### Dataset entries:
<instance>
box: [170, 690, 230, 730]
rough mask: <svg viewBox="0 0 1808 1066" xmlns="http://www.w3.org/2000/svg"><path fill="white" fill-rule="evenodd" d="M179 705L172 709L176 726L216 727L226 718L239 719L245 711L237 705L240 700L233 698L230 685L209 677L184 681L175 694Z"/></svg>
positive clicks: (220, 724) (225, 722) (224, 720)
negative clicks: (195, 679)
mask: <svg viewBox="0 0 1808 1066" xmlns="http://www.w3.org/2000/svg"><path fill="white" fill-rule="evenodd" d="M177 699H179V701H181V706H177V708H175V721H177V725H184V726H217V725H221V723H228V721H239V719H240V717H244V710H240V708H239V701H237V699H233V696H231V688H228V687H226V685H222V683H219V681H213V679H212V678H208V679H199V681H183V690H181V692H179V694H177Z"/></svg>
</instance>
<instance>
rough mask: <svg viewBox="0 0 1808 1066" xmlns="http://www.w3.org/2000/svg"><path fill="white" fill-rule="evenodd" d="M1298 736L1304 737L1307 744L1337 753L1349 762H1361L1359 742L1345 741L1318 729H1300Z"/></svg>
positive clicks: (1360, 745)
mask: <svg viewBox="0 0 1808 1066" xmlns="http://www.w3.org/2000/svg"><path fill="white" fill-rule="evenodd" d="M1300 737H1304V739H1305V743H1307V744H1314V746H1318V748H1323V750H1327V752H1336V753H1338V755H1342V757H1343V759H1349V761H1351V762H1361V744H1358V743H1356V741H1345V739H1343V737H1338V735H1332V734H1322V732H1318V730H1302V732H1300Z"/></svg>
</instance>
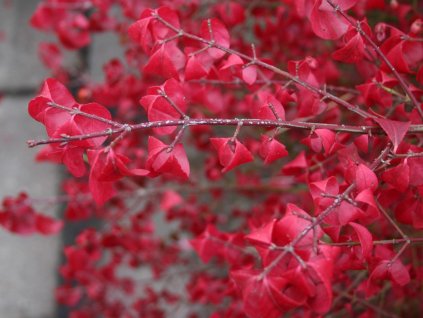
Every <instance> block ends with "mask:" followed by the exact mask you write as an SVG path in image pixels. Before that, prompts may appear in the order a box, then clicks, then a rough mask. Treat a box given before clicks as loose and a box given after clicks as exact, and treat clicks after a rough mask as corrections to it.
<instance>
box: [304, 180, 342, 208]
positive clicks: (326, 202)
mask: <svg viewBox="0 0 423 318" xmlns="http://www.w3.org/2000/svg"><path fill="white" fill-rule="evenodd" d="M309 189H310V194H311V196H312V198H313V201H314V204H315V205H316V206H318V207H319V208H320V209H325V208H327V207H328V206H329V205H330V204H332V202H333V200H334V199H333V197H332V198H327V197H324V195H325V194H327V195H330V196H336V195H337V194H338V193H339V185H338V181H337V180H336V178H335V177H333V176H332V177H329V178H327V179H325V180H322V181H316V182H312V183H310V186H309Z"/></svg>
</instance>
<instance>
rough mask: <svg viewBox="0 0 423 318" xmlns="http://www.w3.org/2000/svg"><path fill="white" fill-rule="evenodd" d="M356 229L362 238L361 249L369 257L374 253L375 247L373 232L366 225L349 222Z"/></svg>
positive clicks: (351, 225)
mask: <svg viewBox="0 0 423 318" xmlns="http://www.w3.org/2000/svg"><path fill="white" fill-rule="evenodd" d="M348 224H349V225H350V226H351V227H352V228H353V229H354V231H355V233H356V234H357V236H358V239H359V240H360V244H361V249H362V252H363V257H364V258H368V257H369V256H370V254H371V253H372V249H373V238H372V234H371V233H370V232H369V230H368V229H366V228H365V227H364V226H362V225H361V224H358V223H354V222H350V223H348Z"/></svg>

### Problem statement:
The aim is an exact repeat of the entire listing, stripped of pictures.

### Answer:
<instance>
box: [170, 690, 230, 730]
rough mask: <svg viewBox="0 0 1808 1066" xmlns="http://www.w3.org/2000/svg"><path fill="white" fill-rule="evenodd" d="M179 705L172 709L176 726L216 727L226 718L239 719L245 711L237 705L240 700L233 698L230 685L209 677L184 681L175 694Z"/></svg>
positive clicks: (220, 724) (225, 722) (224, 720)
negative clicks: (195, 679)
mask: <svg viewBox="0 0 1808 1066" xmlns="http://www.w3.org/2000/svg"><path fill="white" fill-rule="evenodd" d="M177 699H179V701H181V706H177V708H175V721H177V725H184V726H217V725H221V723H228V721H239V719H240V717H244V710H240V708H239V701H237V699H233V696H231V688H228V687H226V685H222V683H219V681H213V679H212V678H208V679H199V681H183V690H181V692H179V694H177Z"/></svg>
</instance>
<instance>
rough mask: <svg viewBox="0 0 1808 1066" xmlns="http://www.w3.org/2000/svg"><path fill="white" fill-rule="evenodd" d="M1298 736L1304 737L1307 744L1337 753L1349 762H1361L1359 742L1345 741L1318 729H1300Z"/></svg>
positive clicks: (1360, 745)
mask: <svg viewBox="0 0 1808 1066" xmlns="http://www.w3.org/2000/svg"><path fill="white" fill-rule="evenodd" d="M1300 737H1304V739H1305V743H1307V744H1314V746H1318V748H1323V750H1327V752H1336V753H1338V755H1342V757H1343V759H1349V761H1351V762H1361V744H1358V743H1356V741H1345V739H1343V737H1338V735H1332V734H1322V732H1318V730H1302V732H1300Z"/></svg>
</instance>
Every <instance> block ends with "mask:" followed by the exact mask you write as an SVG path in image pixels. Before that, prompts may appear in the order a box, then clicks, then a rough mask. Treat a box given before clicks as loose and a box given after clicks as exact, and treat clicks after a rough mask as corrections to it.
<instance>
box: [304, 180, 342, 208]
positive clicks: (326, 202)
mask: <svg viewBox="0 0 423 318" xmlns="http://www.w3.org/2000/svg"><path fill="white" fill-rule="evenodd" d="M309 189H310V194H311V196H312V198H313V201H314V204H315V205H316V206H318V207H319V208H320V209H325V208H327V207H328V206H329V205H330V204H332V202H333V200H334V199H333V197H332V198H327V197H324V195H325V194H327V195H330V196H336V195H337V194H338V193H339V185H338V181H337V180H336V178H335V177H333V176H332V177H329V178H327V179H325V180H322V181H316V182H312V183H310V186H309Z"/></svg>
</instance>
<instance>
rough mask: <svg viewBox="0 0 423 318" xmlns="http://www.w3.org/2000/svg"><path fill="white" fill-rule="evenodd" d="M356 229L362 238L361 249L369 257L374 253L375 247L373 232L366 225L349 222Z"/></svg>
positive clicks: (351, 225)
mask: <svg viewBox="0 0 423 318" xmlns="http://www.w3.org/2000/svg"><path fill="white" fill-rule="evenodd" d="M348 224H349V225H350V226H351V227H352V228H353V229H354V231H355V233H356V234H357V236H358V239H359V240H360V244H361V249H362V252H363V257H364V258H368V257H369V256H370V254H371V253H372V249H373V238H372V234H371V233H370V232H369V230H368V229H366V228H365V227H364V226H362V225H361V224H358V223H354V222H350V223H348Z"/></svg>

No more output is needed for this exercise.